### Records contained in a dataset
---*---
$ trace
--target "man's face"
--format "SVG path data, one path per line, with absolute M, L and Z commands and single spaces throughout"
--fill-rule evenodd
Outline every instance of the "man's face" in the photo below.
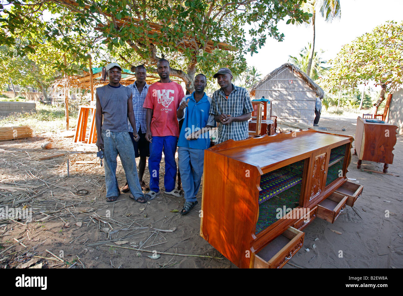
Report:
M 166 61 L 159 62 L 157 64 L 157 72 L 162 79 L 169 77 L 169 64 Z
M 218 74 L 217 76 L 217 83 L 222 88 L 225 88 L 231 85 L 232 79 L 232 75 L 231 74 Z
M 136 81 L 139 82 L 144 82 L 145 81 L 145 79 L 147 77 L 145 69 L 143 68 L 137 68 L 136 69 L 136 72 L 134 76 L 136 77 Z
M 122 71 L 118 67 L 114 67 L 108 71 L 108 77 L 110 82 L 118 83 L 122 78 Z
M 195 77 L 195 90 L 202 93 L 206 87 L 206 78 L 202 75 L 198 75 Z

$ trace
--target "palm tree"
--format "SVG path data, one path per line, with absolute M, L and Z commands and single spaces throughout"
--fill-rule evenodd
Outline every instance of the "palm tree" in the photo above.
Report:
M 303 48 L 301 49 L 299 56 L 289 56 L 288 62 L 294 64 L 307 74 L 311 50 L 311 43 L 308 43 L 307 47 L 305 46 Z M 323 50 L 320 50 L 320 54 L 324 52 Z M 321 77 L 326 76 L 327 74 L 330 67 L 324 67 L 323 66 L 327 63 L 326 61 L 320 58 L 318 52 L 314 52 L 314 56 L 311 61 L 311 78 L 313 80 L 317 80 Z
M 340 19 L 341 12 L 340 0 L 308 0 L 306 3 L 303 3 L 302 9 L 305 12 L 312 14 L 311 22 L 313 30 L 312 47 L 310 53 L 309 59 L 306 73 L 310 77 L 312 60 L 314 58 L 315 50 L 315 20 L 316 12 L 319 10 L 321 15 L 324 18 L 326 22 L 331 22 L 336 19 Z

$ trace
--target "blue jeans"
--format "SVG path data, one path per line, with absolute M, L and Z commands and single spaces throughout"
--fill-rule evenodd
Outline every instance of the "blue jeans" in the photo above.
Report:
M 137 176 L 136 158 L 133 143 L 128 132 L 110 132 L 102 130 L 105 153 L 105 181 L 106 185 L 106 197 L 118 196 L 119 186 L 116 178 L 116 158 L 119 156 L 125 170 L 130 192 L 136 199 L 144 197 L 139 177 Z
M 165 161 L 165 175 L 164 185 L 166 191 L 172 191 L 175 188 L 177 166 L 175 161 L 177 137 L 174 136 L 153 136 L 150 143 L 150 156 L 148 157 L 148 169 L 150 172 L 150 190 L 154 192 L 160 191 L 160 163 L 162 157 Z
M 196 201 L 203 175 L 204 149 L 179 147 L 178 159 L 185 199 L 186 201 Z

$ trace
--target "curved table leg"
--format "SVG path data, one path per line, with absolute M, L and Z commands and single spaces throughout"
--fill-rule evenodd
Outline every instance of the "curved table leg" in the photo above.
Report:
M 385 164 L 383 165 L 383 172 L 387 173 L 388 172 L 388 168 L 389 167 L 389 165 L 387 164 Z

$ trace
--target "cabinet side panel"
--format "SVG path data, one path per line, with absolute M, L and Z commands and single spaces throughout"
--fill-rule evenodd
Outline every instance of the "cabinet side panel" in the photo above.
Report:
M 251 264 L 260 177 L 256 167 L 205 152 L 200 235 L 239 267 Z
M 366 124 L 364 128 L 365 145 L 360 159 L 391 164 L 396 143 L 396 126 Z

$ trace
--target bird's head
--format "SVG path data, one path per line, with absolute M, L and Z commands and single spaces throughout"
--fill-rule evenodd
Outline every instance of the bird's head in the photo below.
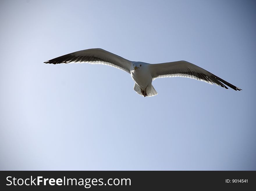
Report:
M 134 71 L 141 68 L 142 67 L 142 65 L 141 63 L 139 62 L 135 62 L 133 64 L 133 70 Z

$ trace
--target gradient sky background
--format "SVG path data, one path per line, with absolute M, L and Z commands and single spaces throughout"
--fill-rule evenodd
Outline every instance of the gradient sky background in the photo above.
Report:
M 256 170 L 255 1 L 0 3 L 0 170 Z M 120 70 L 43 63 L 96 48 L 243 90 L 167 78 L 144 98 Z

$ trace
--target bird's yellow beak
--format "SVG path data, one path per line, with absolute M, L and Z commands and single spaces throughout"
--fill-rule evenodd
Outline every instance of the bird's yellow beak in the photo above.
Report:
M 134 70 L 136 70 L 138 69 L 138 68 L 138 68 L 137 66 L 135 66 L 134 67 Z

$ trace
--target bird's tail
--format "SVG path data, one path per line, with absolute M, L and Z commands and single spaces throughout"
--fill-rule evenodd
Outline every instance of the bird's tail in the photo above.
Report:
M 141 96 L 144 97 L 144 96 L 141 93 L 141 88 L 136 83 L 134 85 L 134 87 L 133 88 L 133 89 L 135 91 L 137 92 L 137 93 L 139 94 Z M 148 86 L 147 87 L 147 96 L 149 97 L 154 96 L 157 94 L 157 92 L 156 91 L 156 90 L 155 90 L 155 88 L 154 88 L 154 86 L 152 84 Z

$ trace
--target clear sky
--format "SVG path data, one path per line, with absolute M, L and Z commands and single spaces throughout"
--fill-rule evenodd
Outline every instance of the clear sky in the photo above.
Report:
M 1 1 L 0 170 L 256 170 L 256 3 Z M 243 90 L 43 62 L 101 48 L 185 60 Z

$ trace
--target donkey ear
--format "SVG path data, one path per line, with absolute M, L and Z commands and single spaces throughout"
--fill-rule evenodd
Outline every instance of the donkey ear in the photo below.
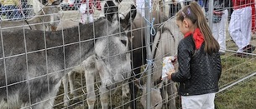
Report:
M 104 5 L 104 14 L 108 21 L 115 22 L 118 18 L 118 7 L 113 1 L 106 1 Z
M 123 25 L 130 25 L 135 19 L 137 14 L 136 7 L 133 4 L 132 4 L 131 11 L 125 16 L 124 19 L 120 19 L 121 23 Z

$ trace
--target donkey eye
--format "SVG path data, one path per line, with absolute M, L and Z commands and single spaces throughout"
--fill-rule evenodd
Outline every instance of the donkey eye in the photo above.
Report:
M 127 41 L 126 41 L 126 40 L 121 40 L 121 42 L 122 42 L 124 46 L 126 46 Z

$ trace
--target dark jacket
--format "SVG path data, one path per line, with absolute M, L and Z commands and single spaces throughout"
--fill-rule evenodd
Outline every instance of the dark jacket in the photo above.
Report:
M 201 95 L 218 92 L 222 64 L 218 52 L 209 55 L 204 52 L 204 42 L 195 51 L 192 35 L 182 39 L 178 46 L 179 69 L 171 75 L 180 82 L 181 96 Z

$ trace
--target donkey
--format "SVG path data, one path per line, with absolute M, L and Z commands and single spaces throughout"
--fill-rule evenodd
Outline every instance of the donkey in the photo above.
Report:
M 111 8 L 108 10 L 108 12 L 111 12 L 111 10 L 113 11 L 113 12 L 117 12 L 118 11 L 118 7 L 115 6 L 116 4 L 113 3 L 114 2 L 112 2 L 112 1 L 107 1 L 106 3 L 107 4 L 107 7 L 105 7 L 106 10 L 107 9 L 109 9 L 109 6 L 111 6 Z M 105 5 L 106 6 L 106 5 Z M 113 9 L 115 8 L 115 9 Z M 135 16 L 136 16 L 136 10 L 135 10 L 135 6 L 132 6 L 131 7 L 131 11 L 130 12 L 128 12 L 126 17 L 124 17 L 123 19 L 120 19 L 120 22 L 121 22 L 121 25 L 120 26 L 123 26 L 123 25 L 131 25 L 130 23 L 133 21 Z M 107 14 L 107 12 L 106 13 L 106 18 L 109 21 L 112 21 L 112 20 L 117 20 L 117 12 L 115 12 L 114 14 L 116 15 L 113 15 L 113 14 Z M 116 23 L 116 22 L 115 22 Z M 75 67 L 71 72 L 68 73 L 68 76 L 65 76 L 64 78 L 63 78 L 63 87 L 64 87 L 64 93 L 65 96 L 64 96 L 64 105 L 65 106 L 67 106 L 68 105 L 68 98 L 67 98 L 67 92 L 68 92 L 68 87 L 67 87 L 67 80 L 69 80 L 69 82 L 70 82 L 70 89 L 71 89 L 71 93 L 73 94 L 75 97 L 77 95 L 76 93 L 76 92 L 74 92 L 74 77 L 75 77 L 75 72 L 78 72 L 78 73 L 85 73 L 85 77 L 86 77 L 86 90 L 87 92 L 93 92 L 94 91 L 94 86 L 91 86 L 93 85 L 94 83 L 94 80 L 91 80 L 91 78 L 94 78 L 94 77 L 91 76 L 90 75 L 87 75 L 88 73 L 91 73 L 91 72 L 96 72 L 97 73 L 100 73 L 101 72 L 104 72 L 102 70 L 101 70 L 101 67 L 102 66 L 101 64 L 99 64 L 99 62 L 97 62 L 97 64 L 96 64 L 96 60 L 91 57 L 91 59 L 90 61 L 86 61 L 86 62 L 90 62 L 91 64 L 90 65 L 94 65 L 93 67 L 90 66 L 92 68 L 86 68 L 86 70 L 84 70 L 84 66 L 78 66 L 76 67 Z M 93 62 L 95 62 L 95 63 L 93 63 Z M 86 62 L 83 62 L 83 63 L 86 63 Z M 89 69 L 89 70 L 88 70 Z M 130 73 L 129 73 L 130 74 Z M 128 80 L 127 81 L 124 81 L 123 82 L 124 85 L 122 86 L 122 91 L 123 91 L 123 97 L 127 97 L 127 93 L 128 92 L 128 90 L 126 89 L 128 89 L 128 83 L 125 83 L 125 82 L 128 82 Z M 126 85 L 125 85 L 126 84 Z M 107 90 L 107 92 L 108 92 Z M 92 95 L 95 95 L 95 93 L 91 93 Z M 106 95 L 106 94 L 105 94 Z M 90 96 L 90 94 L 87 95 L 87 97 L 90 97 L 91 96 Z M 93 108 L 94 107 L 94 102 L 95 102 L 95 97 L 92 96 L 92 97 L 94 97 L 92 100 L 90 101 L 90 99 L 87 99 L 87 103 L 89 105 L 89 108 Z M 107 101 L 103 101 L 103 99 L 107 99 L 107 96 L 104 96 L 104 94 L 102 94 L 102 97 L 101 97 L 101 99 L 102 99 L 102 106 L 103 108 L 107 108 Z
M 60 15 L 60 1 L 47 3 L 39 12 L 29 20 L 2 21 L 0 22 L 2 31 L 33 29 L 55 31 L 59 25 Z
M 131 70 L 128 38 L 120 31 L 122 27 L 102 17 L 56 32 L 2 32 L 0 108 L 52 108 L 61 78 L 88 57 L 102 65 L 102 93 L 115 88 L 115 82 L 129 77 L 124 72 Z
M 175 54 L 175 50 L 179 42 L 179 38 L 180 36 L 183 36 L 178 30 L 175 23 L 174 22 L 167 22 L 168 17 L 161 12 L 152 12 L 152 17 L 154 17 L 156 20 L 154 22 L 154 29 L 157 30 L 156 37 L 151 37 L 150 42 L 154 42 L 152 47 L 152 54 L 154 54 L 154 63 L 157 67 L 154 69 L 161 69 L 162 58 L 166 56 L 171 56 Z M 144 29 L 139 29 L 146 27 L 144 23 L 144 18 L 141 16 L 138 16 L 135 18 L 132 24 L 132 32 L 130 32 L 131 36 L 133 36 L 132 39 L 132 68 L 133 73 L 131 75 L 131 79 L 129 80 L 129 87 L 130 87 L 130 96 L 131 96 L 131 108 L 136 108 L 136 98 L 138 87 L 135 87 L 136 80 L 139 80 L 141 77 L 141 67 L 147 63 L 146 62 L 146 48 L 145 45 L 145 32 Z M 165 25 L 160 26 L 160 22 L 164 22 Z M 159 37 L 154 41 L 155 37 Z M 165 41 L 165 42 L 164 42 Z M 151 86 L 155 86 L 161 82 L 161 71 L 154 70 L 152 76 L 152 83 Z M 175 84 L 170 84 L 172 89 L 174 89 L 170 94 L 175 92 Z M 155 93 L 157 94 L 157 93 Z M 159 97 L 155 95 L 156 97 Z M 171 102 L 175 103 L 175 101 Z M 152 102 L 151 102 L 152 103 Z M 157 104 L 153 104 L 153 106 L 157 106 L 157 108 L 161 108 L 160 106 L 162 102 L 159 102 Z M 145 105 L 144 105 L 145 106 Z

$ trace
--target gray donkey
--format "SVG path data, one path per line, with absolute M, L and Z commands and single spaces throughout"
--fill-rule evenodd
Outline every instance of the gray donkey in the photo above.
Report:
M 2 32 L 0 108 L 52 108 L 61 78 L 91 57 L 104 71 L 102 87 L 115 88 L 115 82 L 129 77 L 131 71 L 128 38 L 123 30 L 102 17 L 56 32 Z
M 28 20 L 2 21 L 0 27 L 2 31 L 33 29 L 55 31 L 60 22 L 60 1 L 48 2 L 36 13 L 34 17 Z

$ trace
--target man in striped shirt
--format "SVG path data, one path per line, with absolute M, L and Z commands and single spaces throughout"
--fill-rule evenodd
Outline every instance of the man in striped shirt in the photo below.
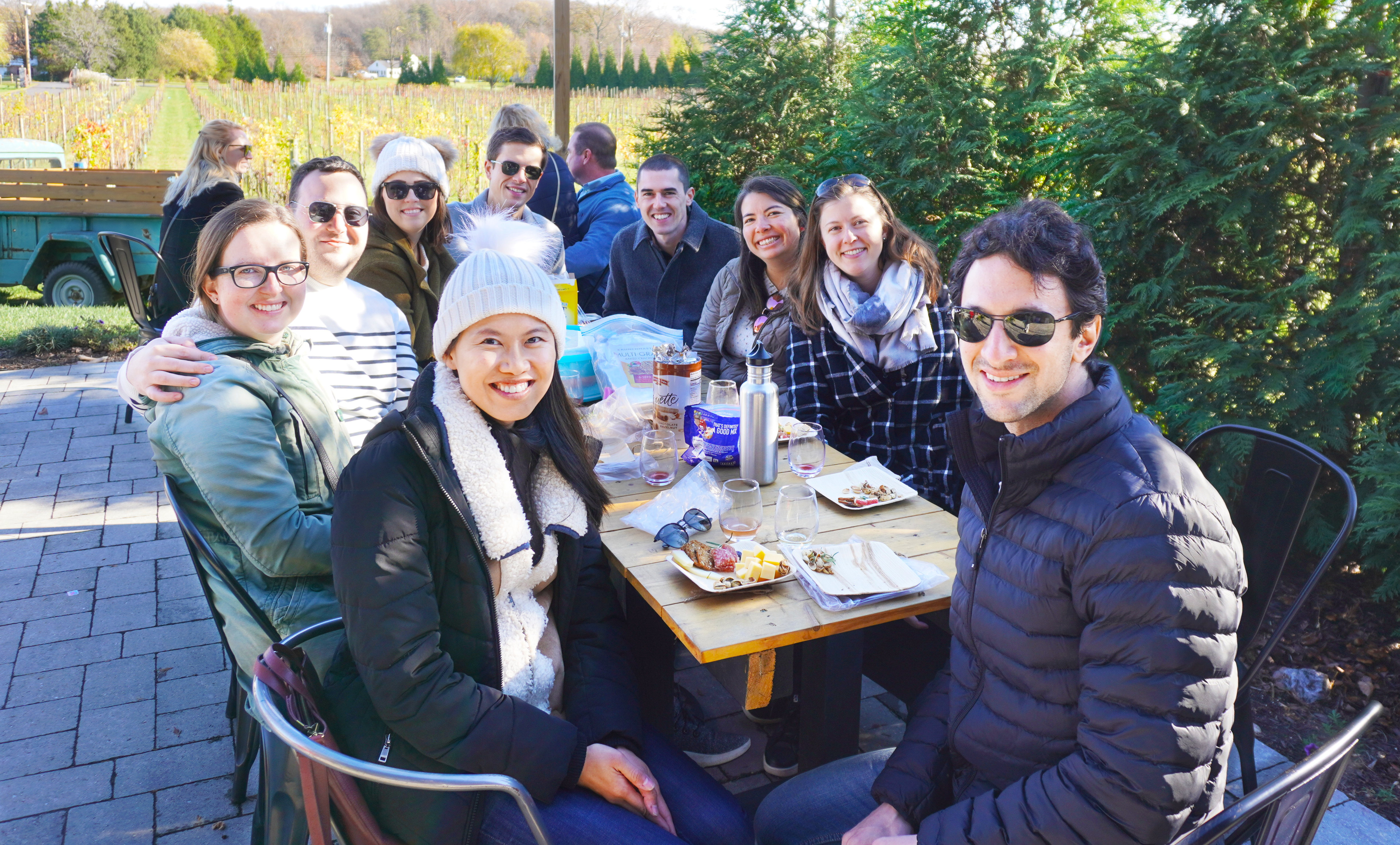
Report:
---*---
Count the lines in the items above that contain the string "striped", and reply with the number alone.

### Solution below
2